[Start Exercise materials]

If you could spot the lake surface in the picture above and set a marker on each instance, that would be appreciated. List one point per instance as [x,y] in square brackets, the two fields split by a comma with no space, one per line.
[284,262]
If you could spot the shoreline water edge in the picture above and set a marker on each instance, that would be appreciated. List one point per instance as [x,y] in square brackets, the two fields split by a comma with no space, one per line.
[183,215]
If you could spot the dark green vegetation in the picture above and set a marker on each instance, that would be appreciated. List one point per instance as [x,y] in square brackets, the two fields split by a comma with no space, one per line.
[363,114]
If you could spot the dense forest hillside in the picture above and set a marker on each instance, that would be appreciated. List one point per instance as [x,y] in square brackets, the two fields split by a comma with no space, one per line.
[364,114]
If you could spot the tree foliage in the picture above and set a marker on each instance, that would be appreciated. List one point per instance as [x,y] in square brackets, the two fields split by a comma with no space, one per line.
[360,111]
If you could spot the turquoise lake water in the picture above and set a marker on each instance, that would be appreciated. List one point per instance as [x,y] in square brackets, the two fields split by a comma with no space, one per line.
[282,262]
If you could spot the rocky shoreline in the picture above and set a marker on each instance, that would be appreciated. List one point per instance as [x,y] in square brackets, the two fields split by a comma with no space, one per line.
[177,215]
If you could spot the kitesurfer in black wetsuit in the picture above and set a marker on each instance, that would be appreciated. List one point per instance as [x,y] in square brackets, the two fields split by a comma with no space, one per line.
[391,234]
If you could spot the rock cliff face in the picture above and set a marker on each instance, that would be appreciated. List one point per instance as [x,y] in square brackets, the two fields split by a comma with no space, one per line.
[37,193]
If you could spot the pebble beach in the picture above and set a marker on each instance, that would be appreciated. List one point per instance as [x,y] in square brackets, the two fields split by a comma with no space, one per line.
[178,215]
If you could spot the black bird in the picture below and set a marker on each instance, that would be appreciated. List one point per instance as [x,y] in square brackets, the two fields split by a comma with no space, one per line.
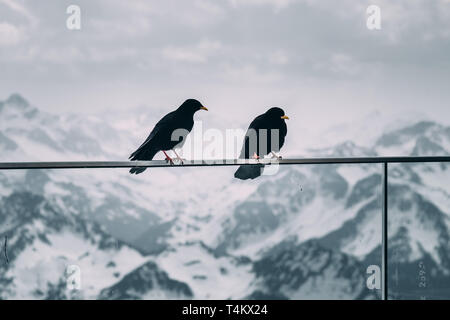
[160,138]
[261,130]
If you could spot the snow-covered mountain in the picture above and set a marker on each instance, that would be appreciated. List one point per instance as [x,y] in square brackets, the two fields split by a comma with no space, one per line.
[306,232]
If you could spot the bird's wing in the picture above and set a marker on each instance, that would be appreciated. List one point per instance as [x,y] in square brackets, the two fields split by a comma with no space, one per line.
[163,123]
[256,124]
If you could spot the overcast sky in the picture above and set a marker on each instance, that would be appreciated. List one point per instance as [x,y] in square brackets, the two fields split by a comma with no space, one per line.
[317,59]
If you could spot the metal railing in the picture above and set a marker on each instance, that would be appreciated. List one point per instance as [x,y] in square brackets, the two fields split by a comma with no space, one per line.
[235,162]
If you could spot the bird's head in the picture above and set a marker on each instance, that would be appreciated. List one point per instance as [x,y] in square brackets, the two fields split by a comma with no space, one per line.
[192,106]
[277,113]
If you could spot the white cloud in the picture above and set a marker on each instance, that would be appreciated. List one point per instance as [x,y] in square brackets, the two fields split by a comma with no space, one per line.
[277,4]
[195,54]
[17,7]
[9,34]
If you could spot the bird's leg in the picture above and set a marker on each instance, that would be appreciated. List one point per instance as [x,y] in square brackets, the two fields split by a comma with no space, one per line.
[178,157]
[274,155]
[168,159]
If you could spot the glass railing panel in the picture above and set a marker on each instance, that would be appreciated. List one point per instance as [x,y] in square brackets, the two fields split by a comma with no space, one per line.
[306,232]
[419,231]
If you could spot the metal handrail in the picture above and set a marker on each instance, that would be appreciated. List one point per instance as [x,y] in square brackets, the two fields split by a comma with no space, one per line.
[234,162]
[225,162]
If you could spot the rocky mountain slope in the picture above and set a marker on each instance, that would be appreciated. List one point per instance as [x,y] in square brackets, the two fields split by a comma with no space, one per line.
[306,232]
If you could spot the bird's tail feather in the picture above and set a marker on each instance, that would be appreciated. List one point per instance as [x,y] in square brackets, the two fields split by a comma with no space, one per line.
[141,155]
[249,171]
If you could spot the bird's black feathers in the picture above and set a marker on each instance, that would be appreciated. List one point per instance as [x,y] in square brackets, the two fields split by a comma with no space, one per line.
[170,132]
[258,140]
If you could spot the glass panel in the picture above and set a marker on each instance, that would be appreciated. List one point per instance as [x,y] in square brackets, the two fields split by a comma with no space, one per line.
[419,231]
[306,232]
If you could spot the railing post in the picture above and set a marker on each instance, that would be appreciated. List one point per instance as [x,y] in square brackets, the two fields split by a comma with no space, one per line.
[384,239]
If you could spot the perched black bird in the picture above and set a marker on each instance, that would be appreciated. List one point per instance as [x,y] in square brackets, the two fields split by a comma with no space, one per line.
[160,139]
[258,141]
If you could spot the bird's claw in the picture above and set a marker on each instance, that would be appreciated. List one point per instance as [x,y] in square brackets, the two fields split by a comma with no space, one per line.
[275,156]
[169,160]
[181,160]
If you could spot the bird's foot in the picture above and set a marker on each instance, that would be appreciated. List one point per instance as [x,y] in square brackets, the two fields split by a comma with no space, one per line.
[170,160]
[256,157]
[275,156]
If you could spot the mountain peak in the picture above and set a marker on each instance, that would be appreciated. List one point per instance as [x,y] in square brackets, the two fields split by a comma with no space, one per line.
[18,100]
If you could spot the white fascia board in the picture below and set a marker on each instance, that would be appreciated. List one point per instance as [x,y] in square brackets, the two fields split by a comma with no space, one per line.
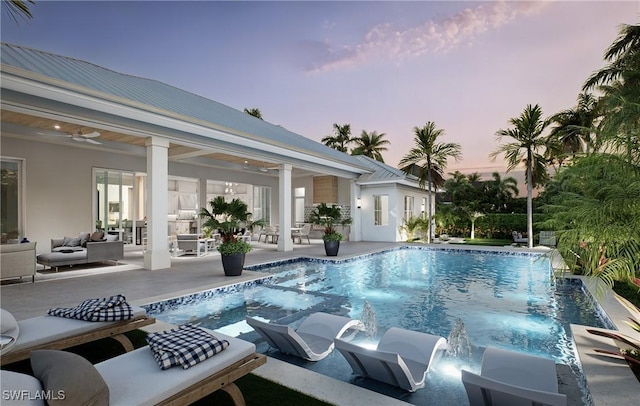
[158,118]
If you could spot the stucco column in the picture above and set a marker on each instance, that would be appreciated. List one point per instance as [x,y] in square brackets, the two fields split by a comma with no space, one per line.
[202,200]
[284,193]
[356,226]
[157,255]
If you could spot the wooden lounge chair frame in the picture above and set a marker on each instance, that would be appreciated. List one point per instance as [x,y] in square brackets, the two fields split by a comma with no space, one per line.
[223,380]
[113,330]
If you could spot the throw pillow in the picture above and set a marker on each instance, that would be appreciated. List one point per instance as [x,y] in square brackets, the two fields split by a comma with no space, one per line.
[8,324]
[71,242]
[84,237]
[68,373]
[97,236]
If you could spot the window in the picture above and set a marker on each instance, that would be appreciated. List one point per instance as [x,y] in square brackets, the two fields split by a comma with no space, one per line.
[114,200]
[408,207]
[11,201]
[381,210]
[262,203]
[299,204]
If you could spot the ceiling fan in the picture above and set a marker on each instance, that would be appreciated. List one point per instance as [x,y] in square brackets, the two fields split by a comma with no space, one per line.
[79,136]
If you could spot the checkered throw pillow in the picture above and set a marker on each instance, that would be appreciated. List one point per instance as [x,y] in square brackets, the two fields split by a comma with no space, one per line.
[113,308]
[185,346]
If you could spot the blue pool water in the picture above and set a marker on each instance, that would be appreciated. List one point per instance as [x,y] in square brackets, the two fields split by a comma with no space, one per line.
[505,300]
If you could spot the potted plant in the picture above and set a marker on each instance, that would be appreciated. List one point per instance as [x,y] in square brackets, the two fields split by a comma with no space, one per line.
[228,218]
[329,217]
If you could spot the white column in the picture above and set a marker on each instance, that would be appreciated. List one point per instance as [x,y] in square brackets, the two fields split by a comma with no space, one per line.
[157,254]
[202,200]
[284,193]
[356,225]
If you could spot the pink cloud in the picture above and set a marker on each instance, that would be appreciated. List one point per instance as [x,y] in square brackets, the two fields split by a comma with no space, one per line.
[432,36]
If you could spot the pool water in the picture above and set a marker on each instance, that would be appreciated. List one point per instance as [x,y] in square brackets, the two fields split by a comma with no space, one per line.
[504,300]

[End Exercise materials]

● **Exercise prompt**:
Omit all pictures while transcribing the entries verbatim.

● **Answer to this problem**:
If you could spot the lake surface in the picture above and set a marker on each instance, that would be appreciated. List one point per instance as [x,y] in square brackets, the two fields split by a comma with no space, one per line.
[284,262]
If you could spot the shoreline water edge in the picture above and set a marker on each instance, that would be appreciated. List one point per instance as [x,y] in square brackets, the two fields split by a comma with no space, one per line.
[183,215]
If you could spot the dark green vegetation in the picture above and set a marker on each instance, that would be appreciated. List one point per instance as [x,y] in square brackets, the two fields split by a comma with no space, one per line.
[363,114]
If you could spot the dense forest hillside in the picture above and set a marker on each instance, that would be appreciated. List one point per instance as [x,y] in square brackets, the two fields split by a comma with no space, one per line.
[364,114]
If you could spot the tree foliage in the picture above and set a marker on each instance, that would be appreciated. List one point per instance as [x,y] in square brackets, the two fields split by a comma with no space, one per line.
[360,111]
If you could spot the turquoise lake water in the picture above and set a marker on each instance, that would be appreciated. List one point per instance as [x,y] in square brackets, the two fields split by a comma with no space, one per line.
[282,262]
If you could spot the rocky shoreline in the picture above and set a marker on each instance, that would be appreciated. List one point per instance as [x,y] in square brackets, the two fields split by a comma with no space, one per line.
[177,215]
If you could spot the kitesurfer in black wetsuit in the picture above and set a marker on each instance, that would be appreciated. List one point per instance as [x,y] in square brackets, the two fields split by a comma with no space, one per line.
[391,234]
If you could spot the rock cliff face in the picture above and set a marker on each instance, that would be appreciated. List one point per instance as [x,y] in square brackets, the two fields split by a comma with no space, one per line.
[37,193]
If you could spot the pebble beach in the picture above and set a marker on each instance, that would be appreciated. List one point per instance as [x,y] in square brackets, the two fields split by a comma with no space, one per line.
[178,215]
If you could spot the black bird in the picture below and set a marker on each instance, that would be appreciated. List one point per instance as [x,y] in square brackets, the two fields split by a comma with no space, one per line.
[160,138]
[261,130]
If you could spot the snow-covered mountain in the picture above and set a marker on each instance, that would be appreciated. List one point per instance as [x,y] in square brackets, the two fields split by a comma with no space, one per line.
[306,232]
If you could spot the bird's wing in the picture above and set a marker on each instance, that would be appreciated. List one point per instance as [x,y] in square brackets, the two fields split by a comma with no space, one per line.
[163,123]
[256,124]
If you could spot the overcast sky in the picture above and set a marker on each instance, that would be appreciated. List one point per instance as [x,y] in square brackets, the two fields split by a comma with no space, one per line.
[317,59]
If you could spot the metal railing in the picture above and set a marker on each instance, that would be appreciated. List one point per instance as [x,y] in square brackets, the two fields split by a comma with no space, one per line.
[235,162]
If you could spot the bird's head in the picture above and set a marker on each instance, that would be appreciated. List one point per instance as [x,y] in square brackets, the two fields split by a comma with no space, one per line.
[192,106]
[277,113]
If you could spot the white cloud in the picture above and set a marker on each instance, that would be appreciated. List one point per instance as [x,y] in square brackets, the two fields split by a comma with no space, one per line.
[277,4]
[195,54]
[17,7]
[9,34]
If you could spot the bird's leg in the picture above and set a marker on each instance, that would be appreciated. List one point per instance as [x,y] in square brackets, the two fields split by a comma with no space, one per line.
[178,157]
[274,155]
[168,159]
If you could spot the glass railing panel in the picture above and set a marker on each instance, that would be appreciated. List one point per instance as [x,y] in square brackets, the two fields split by a comma with no space, one per line.
[306,232]
[419,231]
If you could spot the metal handrail in the picture above and set a marker on each instance, that would be appreciated. List one point per instance as [x,y] in square brackets, the two fields split by a comma with no space, one per line.
[234,162]
[225,162]
If you could spot the rocky mountain slope in the picture above and set a marker on each instance, that would be appreciated. List one point per instance as [x,y] in square brackets, the two fields split by a comma with no space, one per line.
[306,232]
If you could spot the bird's tail feather in the picture above and set a marker on each instance, that would be appreciated. List one point per instance as [x,y] in square brackets, the two fields split by a comma with no space, one per line.
[141,155]
[249,171]
If you could spot the bird's black feathers in the picture above and set a marker on each instance, that would be appreciated. List one point per instance as [x,y] in square brackets, the two fields split by a comma with no space, one per line.
[170,132]
[258,140]
If you could spot the glass panel in the picture above and set a marker on each instance, that would be appreciated. List one point per instance as [x,y] in square brackets, the two fields split by a comma with no space, one per line.
[419,231]
[306,232]
If you could spot the railing post in the picture above and set a marker on each instance, that would be appreciated. List one point per instance as [x,y] in square brackets, the two fields split by a comma with no space, one per line.
[384,239]
If you could spot the perched black bird in the picture above and set a marker on each instance, that would be appreciated. List one point per instance as [x,y] in square brackets, the two fields split by a comma with no space, one per line.
[160,139]
[258,141]
If you could spot the bird's claw in the picture above and set a marker on each instance, that would be appreciated. List one point per instance as [x,y] in square brackets, the two fields split by a comma with no space, one per line.
[275,156]
[169,160]
[181,160]
If you could spot the bird's foot in the picture above and set a marker on each instance, that would be appreciated. List one point per instance as [x,y] in square brackets, the two fields split by a comma with no space, one per line.
[170,160]
[256,157]
[275,156]
If you could spot the mountain peak in the picture above and set a marker on each instance, that would be appreciated. List one point per instance as [x,y] in square brackets, the two fields split by a comma with no space, one per line.
[18,100]
If you could spot the white fascia board in the picture below and set a marker on each instance, that would be appreciated. List one point per instance as [x,y] in square brackets, the two fields split by a comma with no space, one per line.
[158,118]
If you could spot the stucco column in the picture above and set a marker on each instance, that would be appreciated. List one point per instance as [x,y] in square brackets, the two fields split by a comma with no space, one per line.
[202,200]
[284,193]
[356,226]
[157,255]
If you could spot the wooden lounge chair frame in the picture above and set a marker on each instance, that would be appreciated. List one point per instance as [x,y] in square brackets, the two fields split by a comma with no space, one per line.
[223,380]
[113,330]
If you could spot the throw pillow in the picture above and set a marker on each instance, that would be appreciated. List one point per instance as [x,y] in square brackets, the two fields split by a comma with no space, one per line.
[8,324]
[71,242]
[84,237]
[68,373]
[97,236]
If you could spot the window in the picture above and set a marker on each instance, that would be appreciated. List one point per instance as [x,y] in square brackets, the two fields split by a comma with no space, one per line.
[114,200]
[408,207]
[11,201]
[381,210]
[262,203]
[299,204]
If you could spot the ceiling fan in the picture above and set a marker on each instance, that would be appreciated. List one point per instance as [x,y] in square brackets, the two fields split by a comma with no space, one per line.
[79,136]
If you could spot the checkered throw pillow in the picture above and set a marker on each instance, that would be appreciated. List one point per instance as [x,y] in square brackets, the two fields split by a comma with no space, one per line.
[113,308]
[185,346]
If you could spot the blue pool water in the picture above and set a marker on each instance, that would be appreciated. List one point per instance as [x,y] in square brackets, the two fields split by a comma with no space, one per line.
[505,300]
If you could spot the potted plant in the picture above and set a marker on each instance, that would be appreciated. List one point per instance as [x,y] in square brackets, the two fields split by a comma with no space, one per line.
[228,218]
[329,217]
If you could spot the white column in the picture above and set a marker on each instance, that would be appreciated. List one point per instance as [x,y] in square brackets, the two fields split by a comma with no space, one per line.
[157,254]
[202,200]
[284,193]
[356,225]
If you could spot the pink cloud in the picture above and set a marker on each instance, that would be appreciated. List one point per instance as [x,y] in square brackets, the two fields split by a comma with no space, one per line.
[432,36]
If you could spot the pool water in the picture above and set a marker on each instance, that would be appreciated. List one point per instance as [x,y] in square brackets, the two fields split by a comma with no space, one per line.
[504,300]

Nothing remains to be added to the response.